INFORMATION PROVIDED START
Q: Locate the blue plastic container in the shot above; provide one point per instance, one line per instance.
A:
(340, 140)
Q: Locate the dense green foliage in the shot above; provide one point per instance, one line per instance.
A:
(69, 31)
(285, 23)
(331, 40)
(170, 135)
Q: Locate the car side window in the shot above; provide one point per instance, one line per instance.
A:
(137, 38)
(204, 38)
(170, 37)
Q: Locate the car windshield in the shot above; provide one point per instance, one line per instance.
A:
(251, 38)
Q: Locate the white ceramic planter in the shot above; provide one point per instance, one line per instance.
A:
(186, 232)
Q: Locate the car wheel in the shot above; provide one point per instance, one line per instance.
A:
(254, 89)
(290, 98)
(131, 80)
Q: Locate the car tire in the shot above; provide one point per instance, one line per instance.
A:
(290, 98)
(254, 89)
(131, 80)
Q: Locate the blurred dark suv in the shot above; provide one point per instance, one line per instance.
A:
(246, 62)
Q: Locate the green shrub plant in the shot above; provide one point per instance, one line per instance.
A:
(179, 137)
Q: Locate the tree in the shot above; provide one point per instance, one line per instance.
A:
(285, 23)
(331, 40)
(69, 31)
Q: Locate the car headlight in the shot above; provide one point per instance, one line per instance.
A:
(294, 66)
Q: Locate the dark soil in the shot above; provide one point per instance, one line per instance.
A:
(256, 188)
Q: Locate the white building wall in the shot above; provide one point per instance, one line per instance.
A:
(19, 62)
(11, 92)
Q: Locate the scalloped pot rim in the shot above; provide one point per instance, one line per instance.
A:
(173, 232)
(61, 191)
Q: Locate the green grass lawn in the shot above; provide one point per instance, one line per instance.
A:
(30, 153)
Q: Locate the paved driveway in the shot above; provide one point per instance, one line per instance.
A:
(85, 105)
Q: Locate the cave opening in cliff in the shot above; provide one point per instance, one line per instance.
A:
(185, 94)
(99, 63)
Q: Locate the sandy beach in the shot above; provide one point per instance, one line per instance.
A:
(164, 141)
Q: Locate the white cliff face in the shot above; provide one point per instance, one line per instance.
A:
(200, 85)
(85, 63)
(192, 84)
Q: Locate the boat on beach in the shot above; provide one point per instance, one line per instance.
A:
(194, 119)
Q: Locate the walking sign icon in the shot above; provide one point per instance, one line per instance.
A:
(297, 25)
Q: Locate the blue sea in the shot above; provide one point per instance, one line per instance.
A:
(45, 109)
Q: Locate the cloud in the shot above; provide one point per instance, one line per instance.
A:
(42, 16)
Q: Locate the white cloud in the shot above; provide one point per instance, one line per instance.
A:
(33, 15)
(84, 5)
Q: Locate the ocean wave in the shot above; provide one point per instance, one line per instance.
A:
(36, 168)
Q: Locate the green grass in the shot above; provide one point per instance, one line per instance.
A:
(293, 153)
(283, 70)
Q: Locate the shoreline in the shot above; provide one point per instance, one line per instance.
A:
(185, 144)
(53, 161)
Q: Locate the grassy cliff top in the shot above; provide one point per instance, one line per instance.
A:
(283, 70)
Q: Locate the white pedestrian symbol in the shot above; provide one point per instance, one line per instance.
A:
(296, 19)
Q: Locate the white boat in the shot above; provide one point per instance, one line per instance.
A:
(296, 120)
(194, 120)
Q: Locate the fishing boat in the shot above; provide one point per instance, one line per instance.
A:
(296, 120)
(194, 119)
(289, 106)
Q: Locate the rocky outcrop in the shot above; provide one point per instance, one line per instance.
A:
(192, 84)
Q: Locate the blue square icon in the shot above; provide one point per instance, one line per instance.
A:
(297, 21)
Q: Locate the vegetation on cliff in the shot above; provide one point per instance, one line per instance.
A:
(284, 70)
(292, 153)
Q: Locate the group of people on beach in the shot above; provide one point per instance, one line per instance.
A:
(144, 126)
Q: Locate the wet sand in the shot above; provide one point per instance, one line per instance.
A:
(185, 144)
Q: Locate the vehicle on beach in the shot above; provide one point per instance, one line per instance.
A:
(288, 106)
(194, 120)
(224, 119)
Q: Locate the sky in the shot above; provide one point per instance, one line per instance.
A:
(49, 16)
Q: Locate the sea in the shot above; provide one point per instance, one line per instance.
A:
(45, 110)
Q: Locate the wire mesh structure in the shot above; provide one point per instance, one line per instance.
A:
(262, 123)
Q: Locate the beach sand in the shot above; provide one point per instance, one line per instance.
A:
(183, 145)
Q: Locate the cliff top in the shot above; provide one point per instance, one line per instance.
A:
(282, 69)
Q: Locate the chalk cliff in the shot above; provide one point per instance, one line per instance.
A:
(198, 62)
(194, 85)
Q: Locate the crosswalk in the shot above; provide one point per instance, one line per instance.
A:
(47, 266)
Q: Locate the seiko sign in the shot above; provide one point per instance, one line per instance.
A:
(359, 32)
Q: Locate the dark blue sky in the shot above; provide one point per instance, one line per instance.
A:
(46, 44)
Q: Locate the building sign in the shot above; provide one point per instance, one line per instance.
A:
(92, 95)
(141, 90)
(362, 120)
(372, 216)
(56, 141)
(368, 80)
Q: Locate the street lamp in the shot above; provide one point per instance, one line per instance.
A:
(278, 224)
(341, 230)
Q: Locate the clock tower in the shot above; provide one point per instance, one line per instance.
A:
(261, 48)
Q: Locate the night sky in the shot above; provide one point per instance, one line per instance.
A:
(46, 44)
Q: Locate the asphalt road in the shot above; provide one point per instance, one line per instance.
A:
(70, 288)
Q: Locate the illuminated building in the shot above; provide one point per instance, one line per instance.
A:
INFORMATION PROVIDED END
WHAT THE TASK REQUIRES => From the line that contains "Q: Locate the clock" through the end of the records above, print every line exactly and nothing else.

ANSWER SECTION =>
Q: Locate the clock tower in the shot above; provide one point per instance, one line per instance.
A:
(261, 48)
Q: Locate the night sky in the shot above; provide one point per instance, one line per instance.
A:
(46, 44)
Q: Locate the asphalt road in the shot above; provide one point per instance, one line per instance.
A:
(70, 288)
Q: Locate the illuminated building in the shot above; provide one point per instance, one line per instance.
A:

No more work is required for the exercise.